> **EXERCISE REQUIREMENTS**
Every entry that follows should be repeated exactly; drop the images.

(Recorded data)
==============================
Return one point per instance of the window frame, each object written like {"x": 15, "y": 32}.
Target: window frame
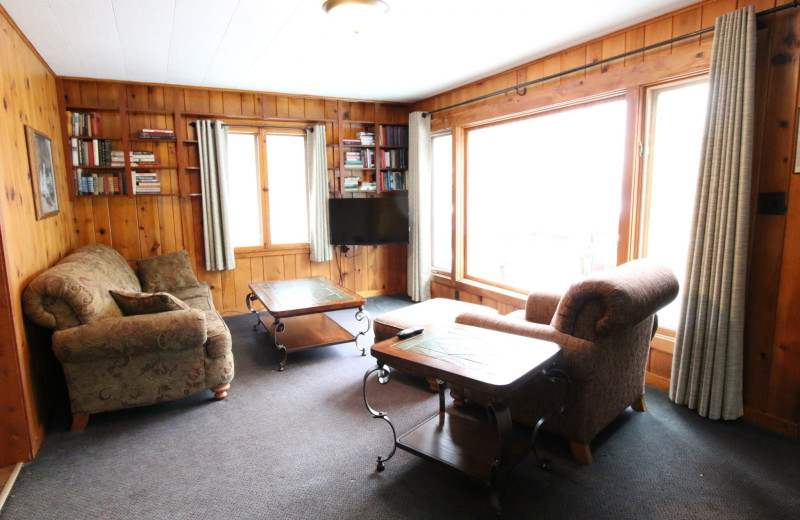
{"x": 462, "y": 174}
{"x": 263, "y": 176}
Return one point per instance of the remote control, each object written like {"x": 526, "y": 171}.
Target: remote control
{"x": 407, "y": 333}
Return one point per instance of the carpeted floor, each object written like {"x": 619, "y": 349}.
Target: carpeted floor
{"x": 300, "y": 444}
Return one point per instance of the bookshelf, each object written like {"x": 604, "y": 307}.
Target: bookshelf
{"x": 370, "y": 155}
{"x": 112, "y": 149}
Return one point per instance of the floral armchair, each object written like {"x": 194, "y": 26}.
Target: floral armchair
{"x": 604, "y": 325}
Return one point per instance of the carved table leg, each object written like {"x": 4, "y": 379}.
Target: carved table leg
{"x": 360, "y": 315}
{"x": 221, "y": 391}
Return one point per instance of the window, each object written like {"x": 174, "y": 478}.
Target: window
{"x": 675, "y": 122}
{"x": 543, "y": 196}
{"x": 267, "y": 182}
{"x": 442, "y": 201}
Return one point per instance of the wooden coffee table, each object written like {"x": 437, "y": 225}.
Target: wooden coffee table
{"x": 484, "y": 360}
{"x": 297, "y": 308}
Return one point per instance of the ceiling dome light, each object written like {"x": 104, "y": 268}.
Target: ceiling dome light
{"x": 355, "y": 11}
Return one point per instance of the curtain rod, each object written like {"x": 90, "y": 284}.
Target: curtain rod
{"x": 271, "y": 127}
{"x": 524, "y": 86}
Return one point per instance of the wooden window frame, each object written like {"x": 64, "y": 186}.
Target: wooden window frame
{"x": 263, "y": 175}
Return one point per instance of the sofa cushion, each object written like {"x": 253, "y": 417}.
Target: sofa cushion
{"x": 132, "y": 304}
{"x": 75, "y": 291}
{"x": 166, "y": 273}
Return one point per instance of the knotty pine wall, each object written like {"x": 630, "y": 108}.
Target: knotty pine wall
{"x": 772, "y": 336}
{"x": 144, "y": 226}
{"x": 27, "y": 246}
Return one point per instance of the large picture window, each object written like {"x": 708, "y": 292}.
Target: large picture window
{"x": 543, "y": 196}
{"x": 269, "y": 197}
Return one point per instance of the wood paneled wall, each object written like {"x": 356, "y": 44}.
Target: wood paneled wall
{"x": 144, "y": 226}
{"x": 27, "y": 246}
{"x": 772, "y": 358}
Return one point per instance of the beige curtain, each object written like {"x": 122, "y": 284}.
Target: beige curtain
{"x": 317, "y": 180}
{"x": 212, "y": 137}
{"x": 419, "y": 206}
{"x": 707, "y": 364}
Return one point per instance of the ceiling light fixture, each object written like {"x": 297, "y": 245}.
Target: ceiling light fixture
{"x": 355, "y": 12}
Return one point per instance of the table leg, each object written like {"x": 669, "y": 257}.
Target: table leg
{"x": 501, "y": 416}
{"x": 552, "y": 376}
{"x": 383, "y": 378}
{"x": 360, "y": 315}
{"x": 249, "y": 298}
{"x": 277, "y": 327}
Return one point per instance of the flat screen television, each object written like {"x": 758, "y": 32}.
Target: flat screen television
{"x": 369, "y": 221}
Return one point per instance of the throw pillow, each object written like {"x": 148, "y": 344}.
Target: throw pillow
{"x": 132, "y": 304}
{"x": 166, "y": 273}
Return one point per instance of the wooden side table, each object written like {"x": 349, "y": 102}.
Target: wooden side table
{"x": 495, "y": 363}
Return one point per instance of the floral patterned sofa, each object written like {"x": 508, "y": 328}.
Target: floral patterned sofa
{"x": 125, "y": 340}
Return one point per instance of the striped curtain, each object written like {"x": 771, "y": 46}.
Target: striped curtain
{"x": 212, "y": 137}
{"x": 317, "y": 180}
{"x": 419, "y": 206}
{"x": 707, "y": 365}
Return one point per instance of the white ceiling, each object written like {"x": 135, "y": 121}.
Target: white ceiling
{"x": 420, "y": 48}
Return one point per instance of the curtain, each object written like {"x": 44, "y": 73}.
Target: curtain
{"x": 317, "y": 180}
{"x": 709, "y": 348}
{"x": 419, "y": 206}
{"x": 212, "y": 137}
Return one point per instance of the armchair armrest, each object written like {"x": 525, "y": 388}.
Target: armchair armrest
{"x": 541, "y": 307}
{"x": 130, "y": 335}
{"x": 580, "y": 357}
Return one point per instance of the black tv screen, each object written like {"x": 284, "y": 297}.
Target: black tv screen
{"x": 369, "y": 221}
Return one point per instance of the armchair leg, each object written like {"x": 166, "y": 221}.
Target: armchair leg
{"x": 581, "y": 452}
{"x": 79, "y": 422}
{"x": 221, "y": 391}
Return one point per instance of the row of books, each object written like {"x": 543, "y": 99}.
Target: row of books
{"x": 394, "y": 135}
{"x": 394, "y": 159}
{"x": 97, "y": 183}
{"x": 393, "y": 181}
{"x": 146, "y": 183}
{"x": 356, "y": 184}
{"x": 84, "y": 124}
{"x": 157, "y": 134}
{"x": 135, "y": 157}
{"x": 359, "y": 159}
{"x": 90, "y": 152}
{"x": 366, "y": 138}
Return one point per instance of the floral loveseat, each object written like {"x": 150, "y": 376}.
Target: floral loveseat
{"x": 125, "y": 340}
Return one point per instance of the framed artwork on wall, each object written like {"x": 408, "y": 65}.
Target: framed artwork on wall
{"x": 43, "y": 176}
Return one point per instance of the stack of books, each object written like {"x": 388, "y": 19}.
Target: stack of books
{"x": 393, "y": 181}
{"x": 351, "y": 183}
{"x": 353, "y": 160}
{"x": 367, "y": 138}
{"x": 146, "y": 183}
{"x": 96, "y": 183}
{"x": 91, "y": 152}
{"x": 157, "y": 133}
{"x": 393, "y": 159}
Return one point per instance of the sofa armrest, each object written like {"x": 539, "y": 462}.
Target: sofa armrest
{"x": 541, "y": 307}
{"x": 131, "y": 335}
{"x": 579, "y": 356}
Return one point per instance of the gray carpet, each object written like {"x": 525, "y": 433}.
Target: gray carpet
{"x": 300, "y": 444}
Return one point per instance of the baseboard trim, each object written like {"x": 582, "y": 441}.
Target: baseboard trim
{"x": 657, "y": 381}
{"x": 9, "y": 484}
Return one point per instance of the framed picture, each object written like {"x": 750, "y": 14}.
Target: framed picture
{"x": 43, "y": 175}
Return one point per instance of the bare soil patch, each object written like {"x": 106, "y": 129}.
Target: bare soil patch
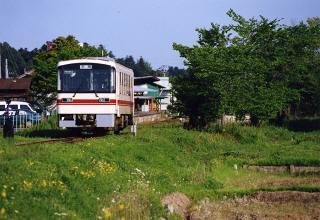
==============================
> **SOLUTION TO THE EXERCISE**
Return one point per instance of the window frame, each object written like {"x": 15, "y": 32}.
Target: window frame
{"x": 462, "y": 174}
{"x": 263, "y": 176}
Return one point per instance of the remote control, each object written like {"x": 526, "y": 171}.
Target: remote control
{"x": 407, "y": 333}
Return one point per instance of the carpeted floor, each object written like {"x": 619, "y": 349}.
Target: carpeted floor
{"x": 300, "y": 444}
Return one point per instance of the bookshelf, each object written like {"x": 604, "y": 307}.
Target: bookshelf
{"x": 370, "y": 155}
{"x": 112, "y": 149}
Return one point per instance of the floral armchair, each object written like {"x": 194, "y": 26}.
Target: floral armchair
{"x": 604, "y": 325}
Return one point per instance of the carved table leg, each object written like {"x": 4, "y": 379}.
Target: carved table leg
{"x": 360, "y": 315}
{"x": 221, "y": 391}
Return one point per instance of the window, each object written like {"x": 174, "y": 478}.
Target: window
{"x": 675, "y": 122}
{"x": 543, "y": 196}
{"x": 267, "y": 182}
{"x": 442, "y": 201}
Return one point per instance of the wooden coffee table, each object written like {"x": 437, "y": 225}.
Target: wooden coffee table
{"x": 484, "y": 360}
{"x": 297, "y": 308}
Return one point per instance of the ceiling dome light, each object written like {"x": 104, "y": 268}.
Target: ceiling dome light
{"x": 355, "y": 11}
Return one point per instance of the curtain rod, each object written like {"x": 90, "y": 284}.
Target: curtain rod
{"x": 271, "y": 127}
{"x": 524, "y": 86}
Return one point per instance of the wooden window frame, each object written like {"x": 64, "y": 186}.
Target: wooden window frame
{"x": 263, "y": 175}
Return one point per instance of the sofa cushion, each object written like {"x": 253, "y": 417}.
Target: sofa cushion
{"x": 132, "y": 304}
{"x": 75, "y": 291}
{"x": 166, "y": 273}
Return one point per instance of the knotty pine wall, each object written like {"x": 630, "y": 108}.
Target: knotty pine wall
{"x": 772, "y": 336}
{"x": 144, "y": 226}
{"x": 27, "y": 246}
Return one point per instance of the large picture window, each object written like {"x": 708, "y": 292}.
Target: large picture window
{"x": 543, "y": 196}
{"x": 269, "y": 197}
Return one point per instance of the wood paneled wall, each object written like {"x": 356, "y": 44}.
Target: wood paneled wall
{"x": 144, "y": 226}
{"x": 27, "y": 246}
{"x": 772, "y": 358}
Return one point per instance of the beige curtain, each object written like {"x": 122, "y": 284}.
Target: beige curtain
{"x": 317, "y": 180}
{"x": 212, "y": 137}
{"x": 419, "y": 206}
{"x": 707, "y": 364}
Return one point per instance of the ceiling light fixture, each object written like {"x": 297, "y": 245}.
Target: ceiling light fixture
{"x": 355, "y": 12}
Return one point per instance of the table leg, each object written like {"x": 669, "y": 257}.
Target: table leg
{"x": 501, "y": 416}
{"x": 552, "y": 376}
{"x": 383, "y": 378}
{"x": 360, "y": 315}
{"x": 249, "y": 298}
{"x": 277, "y": 327}
Return one point per instance of the flat screen television, each object written like {"x": 758, "y": 32}.
Target: flat screen television
{"x": 369, "y": 221}
Return one point per instance of the throw pillow, each object written like {"x": 148, "y": 344}.
Target: throw pillow
{"x": 132, "y": 304}
{"x": 166, "y": 273}
Return one point per instance of the wooden side table, each object written like {"x": 349, "y": 102}.
Target: wooden side table
{"x": 495, "y": 363}
Return one point per instance of the floral patterned sofa, each object written like {"x": 508, "y": 328}.
Target: floral patterned sofa
{"x": 125, "y": 340}
Return one point per instance of the striped curtain, each object written like {"x": 771, "y": 46}.
Target: striped curtain
{"x": 212, "y": 137}
{"x": 317, "y": 180}
{"x": 419, "y": 206}
{"x": 707, "y": 365}
Return one point per instance of the white ceiling, each object written like {"x": 135, "y": 121}.
Target: white ceiling
{"x": 420, "y": 48}
Return one point per instance of the curtain, each object written like {"x": 44, "y": 73}.
Target: curtain
{"x": 317, "y": 180}
{"x": 709, "y": 348}
{"x": 419, "y": 206}
{"x": 212, "y": 137}
Return one point per instance of the armchair armrest, each object written like {"x": 525, "y": 388}.
Target: armchair armrest
{"x": 541, "y": 307}
{"x": 130, "y": 335}
{"x": 580, "y": 357}
Return one point per instance of the black tv screen, each object written like {"x": 284, "y": 297}.
Target: black tv screen
{"x": 369, "y": 221}
Return one point per instance of the armchair leg, each object written like {"x": 166, "y": 221}.
Target: armchair leg
{"x": 581, "y": 452}
{"x": 79, "y": 422}
{"x": 221, "y": 391}
Return one point per instance of the row of books, each object written like {"x": 543, "y": 99}.
Target: row of books
{"x": 394, "y": 135}
{"x": 394, "y": 159}
{"x": 97, "y": 183}
{"x": 393, "y": 181}
{"x": 146, "y": 183}
{"x": 356, "y": 184}
{"x": 84, "y": 124}
{"x": 157, "y": 134}
{"x": 135, "y": 157}
{"x": 359, "y": 159}
{"x": 90, "y": 152}
{"x": 366, "y": 138}
Return one point per instance of the floral loveseat, each object written like {"x": 150, "y": 376}.
Target: floral loveseat
{"x": 125, "y": 340}
Return one point per instance of the framed artwork on wall, each object written like {"x": 408, "y": 65}.
Target: framed artwork on wall
{"x": 43, "y": 176}
Return one point per instance of the stack of books, each object written like {"x": 388, "y": 19}.
Target: stack of books
{"x": 393, "y": 181}
{"x": 351, "y": 183}
{"x": 353, "y": 160}
{"x": 367, "y": 138}
{"x": 146, "y": 183}
{"x": 96, "y": 183}
{"x": 91, "y": 152}
{"x": 157, "y": 133}
{"x": 393, "y": 159}
Return one point per instance of the sofa armrest, each object written like {"x": 539, "y": 462}.
Target: sofa armrest
{"x": 541, "y": 307}
{"x": 131, "y": 335}
{"x": 579, "y": 356}
Return one point per instance of the gray carpet, each object written like {"x": 525, "y": 433}.
Target: gray carpet
{"x": 300, "y": 444}
Return one point per instance of the baseboard trim, each object written like {"x": 582, "y": 441}.
Target: baseboard trim
{"x": 657, "y": 381}
{"x": 9, "y": 484}
Return one point per instance of the framed picture, each object written like {"x": 750, "y": 14}.
Target: framed picture
{"x": 43, "y": 175}
Return one point per instance of the bare soil patch, each object written like {"x": 106, "y": 129}.
Target: bare soil patch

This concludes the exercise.